- Material provided:
== == ==

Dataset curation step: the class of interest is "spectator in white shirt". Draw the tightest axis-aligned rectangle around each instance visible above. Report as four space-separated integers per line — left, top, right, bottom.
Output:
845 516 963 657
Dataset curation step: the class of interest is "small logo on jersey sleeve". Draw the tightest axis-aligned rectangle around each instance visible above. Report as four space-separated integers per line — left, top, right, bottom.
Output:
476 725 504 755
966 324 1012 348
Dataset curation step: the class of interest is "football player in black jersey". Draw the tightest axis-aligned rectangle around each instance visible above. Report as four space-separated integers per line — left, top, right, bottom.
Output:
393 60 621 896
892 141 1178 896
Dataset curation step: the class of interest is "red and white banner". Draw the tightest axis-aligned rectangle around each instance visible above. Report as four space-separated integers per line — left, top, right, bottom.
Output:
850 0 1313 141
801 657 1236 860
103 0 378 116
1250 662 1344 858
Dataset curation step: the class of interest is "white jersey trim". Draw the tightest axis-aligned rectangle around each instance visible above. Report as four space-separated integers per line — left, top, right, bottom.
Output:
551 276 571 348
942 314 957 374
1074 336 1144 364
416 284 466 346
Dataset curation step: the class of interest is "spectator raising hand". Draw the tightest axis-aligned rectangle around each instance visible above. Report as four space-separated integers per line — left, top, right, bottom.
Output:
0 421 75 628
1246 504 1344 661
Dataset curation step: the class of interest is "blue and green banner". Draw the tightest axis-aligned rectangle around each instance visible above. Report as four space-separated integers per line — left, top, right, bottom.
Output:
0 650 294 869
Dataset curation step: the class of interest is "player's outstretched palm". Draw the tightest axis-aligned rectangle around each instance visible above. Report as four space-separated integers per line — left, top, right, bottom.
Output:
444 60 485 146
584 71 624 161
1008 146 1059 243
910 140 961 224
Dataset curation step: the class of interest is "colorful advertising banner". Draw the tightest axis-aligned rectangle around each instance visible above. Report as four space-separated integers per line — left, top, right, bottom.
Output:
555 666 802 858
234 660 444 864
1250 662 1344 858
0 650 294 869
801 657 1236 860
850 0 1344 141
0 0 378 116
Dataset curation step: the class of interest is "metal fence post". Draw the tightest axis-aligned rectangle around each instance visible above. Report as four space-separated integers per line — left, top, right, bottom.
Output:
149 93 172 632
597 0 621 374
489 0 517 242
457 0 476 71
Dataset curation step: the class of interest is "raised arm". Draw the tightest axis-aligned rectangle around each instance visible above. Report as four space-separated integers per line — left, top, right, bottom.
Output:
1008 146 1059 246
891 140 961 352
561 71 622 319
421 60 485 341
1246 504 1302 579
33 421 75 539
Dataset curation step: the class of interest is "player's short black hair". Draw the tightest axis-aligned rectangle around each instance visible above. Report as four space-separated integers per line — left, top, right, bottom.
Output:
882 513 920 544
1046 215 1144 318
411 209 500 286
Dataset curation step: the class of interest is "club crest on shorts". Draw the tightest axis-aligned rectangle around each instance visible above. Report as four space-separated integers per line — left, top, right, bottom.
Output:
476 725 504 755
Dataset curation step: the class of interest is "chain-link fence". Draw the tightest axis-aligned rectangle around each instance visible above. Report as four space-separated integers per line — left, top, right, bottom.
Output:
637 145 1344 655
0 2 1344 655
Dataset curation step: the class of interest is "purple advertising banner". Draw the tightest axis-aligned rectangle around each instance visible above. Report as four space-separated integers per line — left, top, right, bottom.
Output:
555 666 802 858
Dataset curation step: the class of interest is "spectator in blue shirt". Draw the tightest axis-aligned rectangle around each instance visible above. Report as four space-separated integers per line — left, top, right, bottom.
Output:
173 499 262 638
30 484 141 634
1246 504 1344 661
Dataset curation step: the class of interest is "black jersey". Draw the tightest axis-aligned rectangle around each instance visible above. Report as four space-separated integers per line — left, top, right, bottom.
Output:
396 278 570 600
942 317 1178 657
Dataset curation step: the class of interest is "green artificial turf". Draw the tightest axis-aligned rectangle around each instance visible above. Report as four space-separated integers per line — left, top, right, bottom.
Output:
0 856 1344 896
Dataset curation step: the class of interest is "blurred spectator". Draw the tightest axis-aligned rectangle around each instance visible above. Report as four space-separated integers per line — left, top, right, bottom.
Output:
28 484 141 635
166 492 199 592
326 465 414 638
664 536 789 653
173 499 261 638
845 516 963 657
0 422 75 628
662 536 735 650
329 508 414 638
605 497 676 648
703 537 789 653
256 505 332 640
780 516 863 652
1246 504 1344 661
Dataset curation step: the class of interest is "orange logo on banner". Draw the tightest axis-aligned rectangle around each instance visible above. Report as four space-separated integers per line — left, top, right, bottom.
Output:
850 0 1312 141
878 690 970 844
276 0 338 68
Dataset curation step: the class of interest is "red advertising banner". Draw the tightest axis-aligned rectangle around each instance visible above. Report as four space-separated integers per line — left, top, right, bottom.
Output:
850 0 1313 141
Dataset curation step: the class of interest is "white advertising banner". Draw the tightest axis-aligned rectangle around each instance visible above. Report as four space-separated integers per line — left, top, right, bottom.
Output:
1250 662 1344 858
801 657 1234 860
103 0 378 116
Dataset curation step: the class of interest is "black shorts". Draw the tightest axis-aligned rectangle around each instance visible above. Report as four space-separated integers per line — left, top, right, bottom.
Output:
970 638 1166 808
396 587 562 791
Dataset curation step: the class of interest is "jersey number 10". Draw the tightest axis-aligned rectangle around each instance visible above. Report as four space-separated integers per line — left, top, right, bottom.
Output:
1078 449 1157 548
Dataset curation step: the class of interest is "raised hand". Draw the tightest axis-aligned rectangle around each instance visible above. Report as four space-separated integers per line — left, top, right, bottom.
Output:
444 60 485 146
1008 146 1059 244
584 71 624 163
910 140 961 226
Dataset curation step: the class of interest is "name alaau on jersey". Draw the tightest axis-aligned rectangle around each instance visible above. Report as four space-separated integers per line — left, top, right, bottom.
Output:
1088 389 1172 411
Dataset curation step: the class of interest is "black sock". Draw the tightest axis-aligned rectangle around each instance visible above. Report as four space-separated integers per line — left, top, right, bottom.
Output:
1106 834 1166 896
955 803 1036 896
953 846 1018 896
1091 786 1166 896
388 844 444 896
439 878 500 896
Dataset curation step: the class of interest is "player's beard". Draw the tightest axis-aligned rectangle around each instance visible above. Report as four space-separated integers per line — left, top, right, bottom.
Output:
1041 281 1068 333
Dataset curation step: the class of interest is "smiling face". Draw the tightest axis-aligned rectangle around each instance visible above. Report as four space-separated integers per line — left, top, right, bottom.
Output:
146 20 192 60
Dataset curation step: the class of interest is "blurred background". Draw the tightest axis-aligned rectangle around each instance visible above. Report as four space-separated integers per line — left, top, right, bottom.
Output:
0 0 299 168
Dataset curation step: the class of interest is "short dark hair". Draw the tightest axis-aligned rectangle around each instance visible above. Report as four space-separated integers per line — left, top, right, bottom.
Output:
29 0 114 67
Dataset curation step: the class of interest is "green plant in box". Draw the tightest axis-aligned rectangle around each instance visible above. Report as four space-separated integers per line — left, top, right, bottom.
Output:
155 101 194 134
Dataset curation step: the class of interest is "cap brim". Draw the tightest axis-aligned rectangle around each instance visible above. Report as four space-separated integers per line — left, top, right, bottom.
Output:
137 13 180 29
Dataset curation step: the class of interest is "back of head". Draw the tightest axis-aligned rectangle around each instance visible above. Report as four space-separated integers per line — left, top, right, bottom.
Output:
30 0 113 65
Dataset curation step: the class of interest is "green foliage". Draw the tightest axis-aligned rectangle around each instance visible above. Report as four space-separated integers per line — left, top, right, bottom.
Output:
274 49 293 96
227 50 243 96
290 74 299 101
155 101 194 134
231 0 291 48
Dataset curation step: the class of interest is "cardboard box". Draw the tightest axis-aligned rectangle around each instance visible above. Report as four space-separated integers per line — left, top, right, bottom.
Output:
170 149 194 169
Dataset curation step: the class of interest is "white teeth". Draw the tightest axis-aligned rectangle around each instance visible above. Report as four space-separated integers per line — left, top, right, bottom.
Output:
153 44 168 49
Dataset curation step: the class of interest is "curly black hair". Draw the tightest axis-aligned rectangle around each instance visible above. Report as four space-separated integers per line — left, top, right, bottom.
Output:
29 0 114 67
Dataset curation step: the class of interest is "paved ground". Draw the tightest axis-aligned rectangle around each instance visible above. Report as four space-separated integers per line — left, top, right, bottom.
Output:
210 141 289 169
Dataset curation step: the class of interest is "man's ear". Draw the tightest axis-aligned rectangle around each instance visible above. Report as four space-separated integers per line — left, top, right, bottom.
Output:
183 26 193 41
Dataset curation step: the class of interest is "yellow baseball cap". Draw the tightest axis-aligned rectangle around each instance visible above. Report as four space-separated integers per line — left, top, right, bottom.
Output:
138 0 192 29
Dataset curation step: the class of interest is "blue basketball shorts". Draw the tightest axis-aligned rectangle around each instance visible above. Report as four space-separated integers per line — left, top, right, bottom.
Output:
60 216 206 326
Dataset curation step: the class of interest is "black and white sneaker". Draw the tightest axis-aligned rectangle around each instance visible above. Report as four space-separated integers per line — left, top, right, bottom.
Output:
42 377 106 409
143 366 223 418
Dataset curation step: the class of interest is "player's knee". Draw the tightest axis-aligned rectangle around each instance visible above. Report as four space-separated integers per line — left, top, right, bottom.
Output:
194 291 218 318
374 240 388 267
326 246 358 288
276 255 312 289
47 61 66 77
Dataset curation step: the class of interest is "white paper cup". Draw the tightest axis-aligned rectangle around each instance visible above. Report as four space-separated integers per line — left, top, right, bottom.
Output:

== == ==

- Task prompt: Pull out every line of the material above that contains the string "purple", treating uppercase and lowercase as different.

- Solution for this exercise:
Dataset curation step: the class of interest is "purple advertising banner". Draw the tightest axis-aligned rectangle around each instance visible above. Report as four space-separated integers per line — left, top, right, bottom.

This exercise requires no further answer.